Extrait du texte |
Secundo, les études dont nous parlons, sont-elles adaptées à des personnes âgées ?
Et bien non, la plupart du temps, l’âge moyen des études est autour de 50-55 ans.
Par exemple, la population de « CHARM-preserved » (Lancet 2003), une étude menée spécifiquement sur une pathologie touchant des patients âgés et très âgés, est de …
67 ans.
C’est mieux que la plupart des études, mais encore loin de ce qui se passe dans la vie réelle.
Autre problème que celui de l’âge, celui des maladies associées, les fameuses « comorbidités ».
Beaucoup d’entre elles sont des critères d’exclusion pour des patients potentiellement « incluables » dans des études cliniques.
Ainsi, prenons « MERIT-HF » (Lancet 1999), une des études fondatrices dans le traitement de l’insuffisance cardiaque.

Données affichées |
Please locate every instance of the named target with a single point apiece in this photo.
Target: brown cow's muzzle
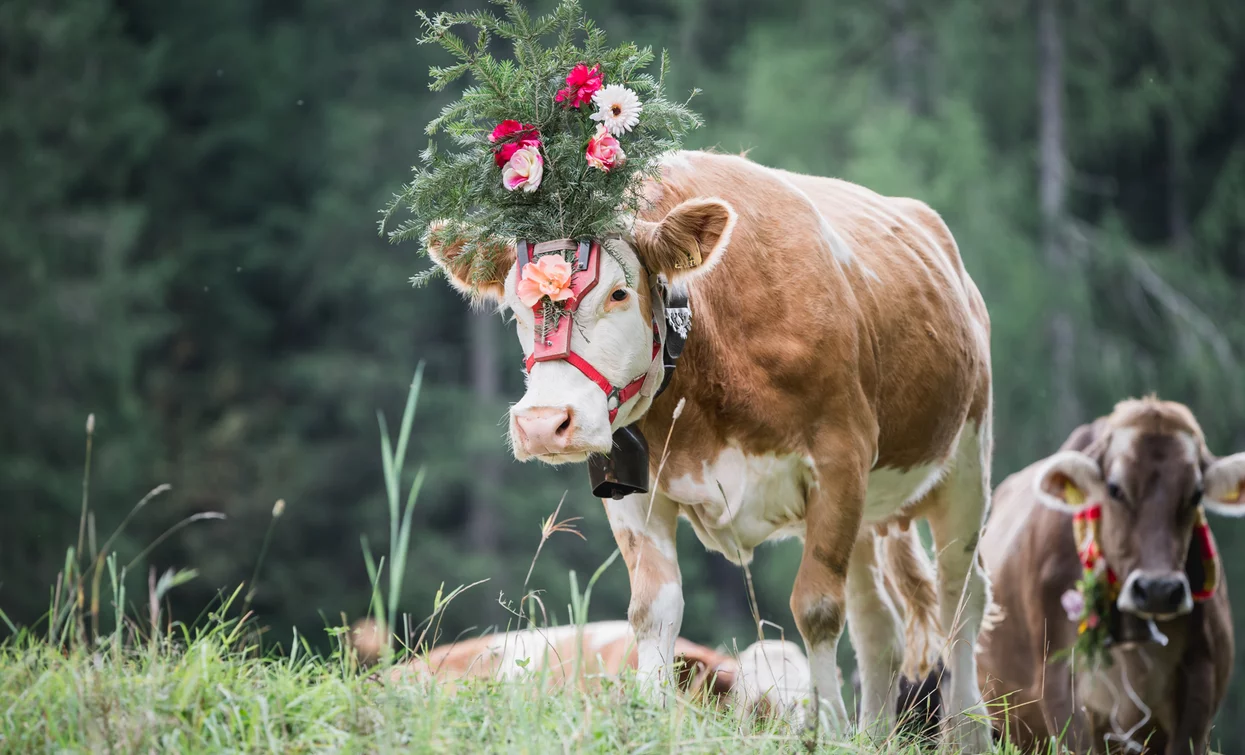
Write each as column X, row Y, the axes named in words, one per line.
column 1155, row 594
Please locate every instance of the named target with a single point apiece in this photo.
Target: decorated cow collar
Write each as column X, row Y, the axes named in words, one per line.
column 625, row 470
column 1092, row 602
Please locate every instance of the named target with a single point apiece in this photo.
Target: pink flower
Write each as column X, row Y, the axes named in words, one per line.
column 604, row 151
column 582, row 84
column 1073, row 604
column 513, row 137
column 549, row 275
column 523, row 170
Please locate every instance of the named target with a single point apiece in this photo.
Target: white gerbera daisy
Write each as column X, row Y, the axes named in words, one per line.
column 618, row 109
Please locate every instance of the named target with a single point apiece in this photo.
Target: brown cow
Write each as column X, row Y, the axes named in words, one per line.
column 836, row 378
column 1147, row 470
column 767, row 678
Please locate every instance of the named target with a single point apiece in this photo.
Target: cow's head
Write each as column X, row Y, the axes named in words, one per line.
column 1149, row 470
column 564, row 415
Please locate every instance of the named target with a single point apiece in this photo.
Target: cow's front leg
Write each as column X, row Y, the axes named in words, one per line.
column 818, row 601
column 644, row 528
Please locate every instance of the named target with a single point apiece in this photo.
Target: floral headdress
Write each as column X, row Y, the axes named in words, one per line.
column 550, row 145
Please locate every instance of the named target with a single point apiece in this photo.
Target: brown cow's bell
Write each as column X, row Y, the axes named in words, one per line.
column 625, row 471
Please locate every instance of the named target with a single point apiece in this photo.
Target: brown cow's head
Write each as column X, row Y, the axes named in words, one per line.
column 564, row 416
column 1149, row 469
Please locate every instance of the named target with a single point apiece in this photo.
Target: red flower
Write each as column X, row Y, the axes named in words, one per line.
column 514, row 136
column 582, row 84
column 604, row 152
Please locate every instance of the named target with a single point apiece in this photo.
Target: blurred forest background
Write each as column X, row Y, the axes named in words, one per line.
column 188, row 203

Consigne | Poursuivez l'extrait sur les études cliniques après sa dernière phrase. Les données n'ont aucun lien avec l'extrait sur les études cliniques.

Zone de réponse |
Seuls 13% d’une population de 20388 patients insuffisants cardiaques pris au hasard dans une immense base de donnée aux EU, et âgés de plus de 64 ans (âge moyen de 78 ans) correspondent aux critères d’inclusion de l’étude (FA Masoudi. Am Heart J 2003).
Autrement dit, cette étude, encore une fois fondatrice, ne concerne que 13% des patients insuffisants cardiaques, âgés de plus de 64 ans.
Enfin, vient le problème de la polymédicamentation des personnes âgées.
Le risque d’interaction augmente avec le nombre de médicaments pris par jour, et atteint 10% avec 6-10 molécules, et dépasse 50% avec plus de 16 (Sources CREDES et PAQUID)
Seize comprimés différents, c’est énorme me direz-vous.
Lisez l’ordonnance de votre grand-mère/grand-père et vous serez surpris.
J’ai ressorti et résumé ce cours, que je faisais l’an dernier aux médecin généralistes dans le cadre de la formation médicale continue à la suite de la parution d’un article dans le dernier JAMA (Boyd CM, Darer J, Boult C, et al. Clinical practice guidelines and quality of care for older patients with multiple comorbid diseases. JAMA 2005; 294:716-724.)
Les auteurs s’interrogent sur la validité de études cliniques, et des recommandations de pratique médicale chez les personnes âgées.
Ils donnent un exemple virtuel frappant.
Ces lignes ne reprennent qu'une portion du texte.